Kutipan Teks:

Pelabuhan Tanjung Emas
adalah sebuah pelabuhan di Semarang ,
Jawa Tengah. Pelabuhan Tanjung Emas (terkadang ada yang menulis Tanjung Mas),
dikelola oleh PT Pelabuhan Indonesia III (Persero) sejak tahun 1985. Pelabuhan
ini merupakan satu-satunya pelabuhan di Kota Semarang . Pelabuhan
Tanjung Emas ke arah Tugu Muda Semarang berjarak sekitar 5 km atau kira-kira 30
menit dengan kendaraan sepeda motor/mobil.
Sejarah Pelabuhan Tanjung
Emas
Menurut catatan sejarah,
pelabuhan ini berkembang sejak abad ke-16. Sebelumnya Pelabuhan Semarang berada
di bukit Simongan, daerah ini sekarang dikenal dengan Gedong Batu di mana
terdapat Kelenteng Sam Po Kong. Secara geologis lokasi pelabuhan Semarang kuno kurang
menguntungkan. Jumlah pasir yang amat banyak dan endapan lumpur yang
berlangsung terus-menerus, menyebabkan sungai yang menghubungkan kota dengan pelabuhan
tidak dapat dilayari. Bahkan pada muara sungai terbentuk dataran pasir yang
sangat menghambat pelayaran dari dan ke kota .
Untuk mengatasi kondisi geologi yang tidak menguntungkan bagi kapal-kapal besar
itu pada tahun 1868, beberapa perusahaan dagang melakukan pengerukan lumpur
yang pertama kali. Selanjutnya dibuat juga kanal pelabuhan baru, bernama Nieuwe
Havenkanaal, atau Kali Baroe, yang pembuatannya berlangsung pada tahun 1872.

Data Tercatat:

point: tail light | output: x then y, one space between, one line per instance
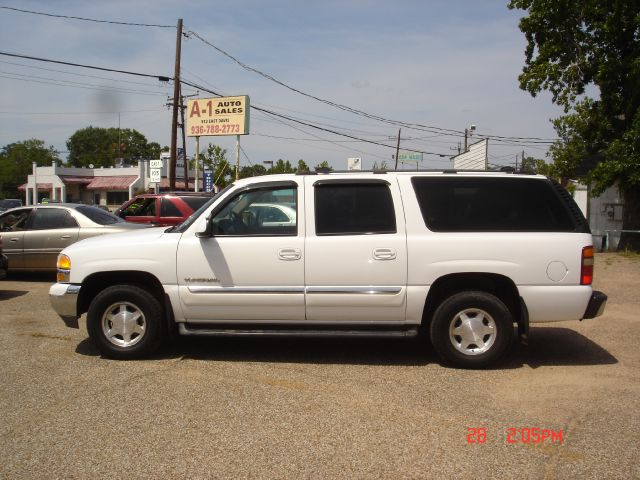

Petunjuk Tugas:
1 - Menurut kutipan teks, sejak tahun berapa Pelabuhan Tanjung Emas dikelola oleh PT Pelabuhan Indonesia III (Persero)?
2 - Tulis ulang bagian kutipan teks yang dibuka dengan kata-kata "Untuk mengatasi kondisi" dan ditutup dengan "pada tahun 1872.", lalu tukar "perusahaan dagang" dengan "kongsi dagang".
3 - Mohon ubah paragraf kutipan teks yang diawali "Menurut catatan sejarah" menjadi daftar berpoin yang tetap memuat fakta utamanya.
Jawablah hanya berdasarkan kutipan teks.

Hasil Jawaban:
1 - Sejak tahun 1985.

2 -
Untuk mengatasi kondisi geologi yang tidak menguntungkan bagi kapal-kapal besar
itu pada tahun 1868, beberapa kongsi dagang melakukan pengerukan lumpur
yang pertama kali. Selanjutnya dibuat juga kanal pelabuhan baru, bernama Nieuwe
Havenkanaal, atau Kali Baroe, yang pembuatannya berlangsung pada tahun 1872.

3 -
- Pelabuhan ini berkembang sejak abad ke-16.
- Sebelumnya, Pelabuhan Semarang berada di bukit Simongan, yang kini dikenal sebagai Gedong Batu, tempat Kelenteng Sam Po Kong berada.
- Secara geologis, lokasi pelabuhan Semarang kuno kurang menguntungkan.
- Pasir yang amat banyak dan endapan lumpur yang terus-menerus membuat sungai penghubung kota dan pelabuhan tidak dapat dilayari.
- Di muara sungai terbentuk dataran pasir yang sangat menghambat pelayaran dari dan ke kota.